Hij vroeg ons welke vier technieken wij met garen kunnen doen. Er werd geroepen, haken, breien en punniken…..Fout! Dat zijn drie dezelfde technieken, nl daarmee haal je lusjes door elkaar, dat werd als eerste genoemd. Maar één is natuurlijk het garen maken. Twee, Kleding maken, ’naaien,’ maar dat woord mochten wij niet gebruiken, maar moesten ‘confectioneren’ zeggen! ( Bij rondleidingen met schoolkinderen kun je tegenwoordig niet meer het woord naaien gebruiken!) Drie, is ‘borduren,’ ook een techniek en dan nog nr. vier, het weven, waar de uitdrukking ‘met schering en inslag’ vandaan komt

De foto hierboven legt Frans uit hoe je kunt zien of je een echt damast tafelkleed kunt herkennen, of dat het een Jaquard is. Elly vroeg zich al af of zij alles moest onthouden, zóveel informatie! Wij liepen langs de borduurafdeling en Frans vertelde dat koningin Maxima hier wel drie keer is geweest om mee te helpen borduren voor nieuwe gordijnen in het Paleis Huis ten Bosch voor de verjaardag van haar man die toen 50 werd. Een heel passend cadeau zo je ziet!

           

De uitleg over de naam DAMAST, komt van Damascus, de hoofdstad van Syrië, was heel interessant, het is nl geen naam van iemand, maar de manier van weven. 

Damast moet aan drie eisen voldoen. A. Het moet rondingen hebben B, Tekst, bv de naam van de ontwerper en C het heeft een positieve en een negatieve kant, dit is de achterkant. Je kunt aan de zoom zien wat de achterkant is en de figuren zijn zwart en aan de goede kant wit. Ook hoeft damast niet wit te zijn, je kunt er zelfs ‘jute’ voor gebruiken. De klant bepaalde hoe het gevouwen moest worden, bv voor een groot banket heb je een enorm tafelkleed nodig, de lakei kon het met één snelle armbeweging over de tafel rollen en dan lag het meteen goed, maar dan moesten de vouwen in het midden wèl omhoog staan! Heel ingewikkeld dus!

——

**MATERIAAL VERKENNEN:**
• 1. Waarvan is de naam damast volgens de tekst over garen en damast afgeleid?
• 2. Druk het deel van de tekst over garen en damast af dat opent met de woorden die "Damast moet aan" bevatten en sluit met "Heel ingewikkeld dus!".

——

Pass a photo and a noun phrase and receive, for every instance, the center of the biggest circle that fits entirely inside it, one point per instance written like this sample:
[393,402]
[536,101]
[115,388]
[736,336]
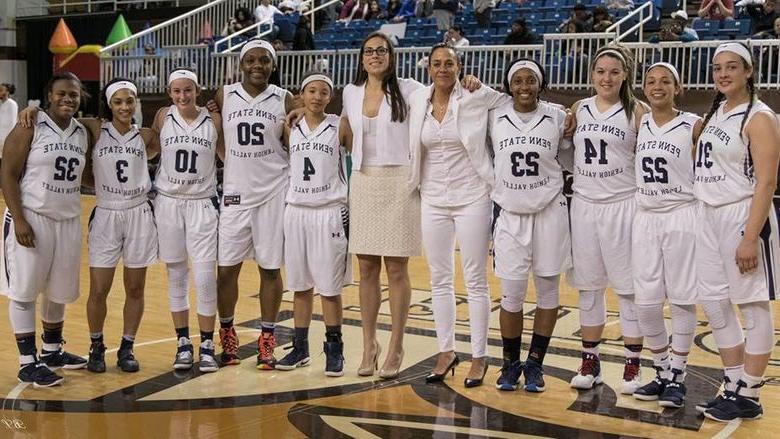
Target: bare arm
[763,133]
[15,153]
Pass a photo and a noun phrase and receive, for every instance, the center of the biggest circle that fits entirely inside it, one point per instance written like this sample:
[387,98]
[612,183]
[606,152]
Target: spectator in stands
[265,10]
[444,12]
[303,40]
[520,34]
[601,19]
[619,4]
[716,9]
[482,11]
[454,37]
[241,19]
[762,14]
[375,11]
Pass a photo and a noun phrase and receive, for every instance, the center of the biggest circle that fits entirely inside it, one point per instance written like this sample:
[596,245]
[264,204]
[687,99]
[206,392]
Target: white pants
[470,225]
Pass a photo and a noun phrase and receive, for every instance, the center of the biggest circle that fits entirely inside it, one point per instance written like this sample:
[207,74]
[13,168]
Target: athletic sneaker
[97,357]
[60,358]
[334,358]
[229,342]
[206,361]
[39,375]
[534,377]
[510,375]
[183,359]
[673,395]
[126,361]
[652,390]
[632,377]
[265,351]
[734,406]
[299,357]
[589,373]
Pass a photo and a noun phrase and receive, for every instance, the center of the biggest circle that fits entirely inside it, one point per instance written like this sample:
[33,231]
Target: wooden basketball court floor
[242,402]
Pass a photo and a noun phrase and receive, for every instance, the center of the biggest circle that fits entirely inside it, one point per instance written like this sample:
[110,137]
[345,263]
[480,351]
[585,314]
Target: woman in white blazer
[453,169]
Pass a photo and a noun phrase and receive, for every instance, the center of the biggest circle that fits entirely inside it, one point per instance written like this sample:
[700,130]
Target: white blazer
[470,110]
[392,137]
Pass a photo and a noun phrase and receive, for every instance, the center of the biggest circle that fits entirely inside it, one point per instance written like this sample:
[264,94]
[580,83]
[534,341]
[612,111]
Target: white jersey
[256,162]
[527,173]
[664,162]
[187,156]
[723,165]
[317,167]
[604,146]
[119,166]
[51,184]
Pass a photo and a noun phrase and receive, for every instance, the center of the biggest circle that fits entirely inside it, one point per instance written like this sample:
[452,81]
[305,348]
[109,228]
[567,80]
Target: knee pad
[629,321]
[759,328]
[683,327]
[513,294]
[205,287]
[724,323]
[547,296]
[22,316]
[651,322]
[178,286]
[52,312]
[593,308]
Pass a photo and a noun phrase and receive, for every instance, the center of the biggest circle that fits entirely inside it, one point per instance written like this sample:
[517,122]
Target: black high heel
[474,382]
[439,377]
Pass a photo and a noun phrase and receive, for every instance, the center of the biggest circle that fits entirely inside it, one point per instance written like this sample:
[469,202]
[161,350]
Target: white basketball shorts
[256,232]
[719,233]
[130,233]
[51,267]
[538,242]
[315,248]
[663,256]
[186,228]
[601,244]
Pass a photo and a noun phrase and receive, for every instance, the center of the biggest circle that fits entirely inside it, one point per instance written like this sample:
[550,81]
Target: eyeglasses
[370,51]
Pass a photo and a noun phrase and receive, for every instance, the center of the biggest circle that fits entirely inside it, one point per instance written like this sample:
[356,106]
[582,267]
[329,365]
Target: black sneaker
[299,357]
[534,377]
[510,375]
[334,358]
[126,361]
[60,358]
[39,375]
[652,390]
[735,406]
[97,358]
[673,395]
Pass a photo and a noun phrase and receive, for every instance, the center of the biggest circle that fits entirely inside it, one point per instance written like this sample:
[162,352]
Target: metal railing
[29,8]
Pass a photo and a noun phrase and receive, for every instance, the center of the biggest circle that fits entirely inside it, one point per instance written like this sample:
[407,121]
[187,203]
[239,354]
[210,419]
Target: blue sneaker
[534,377]
[510,375]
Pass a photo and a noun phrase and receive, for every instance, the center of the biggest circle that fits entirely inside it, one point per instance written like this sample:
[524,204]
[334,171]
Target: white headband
[612,52]
[115,87]
[255,44]
[182,74]
[524,65]
[317,77]
[669,67]
[737,48]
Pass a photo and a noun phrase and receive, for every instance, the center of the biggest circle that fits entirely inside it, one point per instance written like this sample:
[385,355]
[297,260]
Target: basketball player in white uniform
[255,185]
[664,233]
[736,245]
[122,223]
[531,223]
[316,223]
[187,212]
[603,211]
[41,182]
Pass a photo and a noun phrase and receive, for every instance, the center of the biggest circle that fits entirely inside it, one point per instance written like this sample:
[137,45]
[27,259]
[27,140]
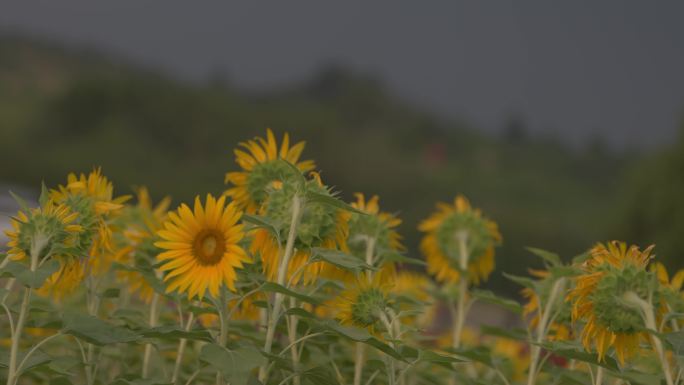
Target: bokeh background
[562,121]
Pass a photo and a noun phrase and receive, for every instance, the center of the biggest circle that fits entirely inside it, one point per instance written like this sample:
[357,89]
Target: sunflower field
[278,281]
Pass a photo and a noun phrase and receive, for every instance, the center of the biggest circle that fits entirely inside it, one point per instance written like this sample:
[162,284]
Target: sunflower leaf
[274,287]
[339,259]
[552,258]
[25,276]
[236,365]
[489,297]
[316,197]
[95,330]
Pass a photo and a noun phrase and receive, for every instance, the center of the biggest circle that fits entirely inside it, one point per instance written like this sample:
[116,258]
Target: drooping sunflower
[449,229]
[320,225]
[364,304]
[51,228]
[376,225]
[261,169]
[202,247]
[612,271]
[92,196]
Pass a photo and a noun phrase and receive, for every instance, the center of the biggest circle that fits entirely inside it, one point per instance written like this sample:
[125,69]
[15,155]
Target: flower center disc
[209,247]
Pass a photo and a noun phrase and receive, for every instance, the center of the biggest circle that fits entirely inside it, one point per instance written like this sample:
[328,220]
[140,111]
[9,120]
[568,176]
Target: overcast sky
[575,68]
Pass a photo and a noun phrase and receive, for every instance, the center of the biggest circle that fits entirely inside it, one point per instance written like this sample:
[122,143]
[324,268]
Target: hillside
[63,110]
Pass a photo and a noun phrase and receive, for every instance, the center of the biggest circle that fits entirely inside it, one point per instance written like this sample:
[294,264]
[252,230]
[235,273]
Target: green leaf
[362,335]
[575,352]
[514,333]
[171,332]
[548,256]
[522,281]
[676,340]
[274,287]
[316,197]
[263,222]
[25,276]
[489,297]
[393,256]
[236,365]
[339,259]
[96,331]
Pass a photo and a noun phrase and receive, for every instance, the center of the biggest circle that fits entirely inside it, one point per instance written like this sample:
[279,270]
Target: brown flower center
[209,247]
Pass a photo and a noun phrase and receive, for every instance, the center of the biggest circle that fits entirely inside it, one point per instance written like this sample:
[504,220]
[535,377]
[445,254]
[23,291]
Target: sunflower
[612,271]
[364,304]
[50,227]
[376,225]
[321,225]
[203,248]
[450,228]
[262,167]
[92,197]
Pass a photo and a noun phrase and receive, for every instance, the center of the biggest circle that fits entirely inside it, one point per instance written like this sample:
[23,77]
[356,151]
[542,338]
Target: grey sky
[574,68]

——

**OVERZICHT ANTWOORDEN:**
• 1. Van Damascus, de hoofdstad van Syrië.

• 2.
Damast moet aan drie eisen voldoen. A. Het moet rondingen hebben B, Tekst, bv de naam van de ontwerper en C het heeft een positieve en een negatieve kant, dit is de achterkant. Je kunt aan de zoom zien wat de achterkant is en de figuren zijn zwart en aan de goede kant wit. Ook hoeft damast niet wit te zijn, je kunt er zelfs ‘jute’ voor gebruiken. De klant bepaalde hoe het gevouwen moest worden, bv voor een groot banket heb je een enorm tafelkleed nodig, de lakei kon het met één snelle armbeweging over de tafel rollen en dan lag het meteen goed, maar dan moesten de vouwen in het midden wèl omhoog staan! Heel ingewikkeld dus!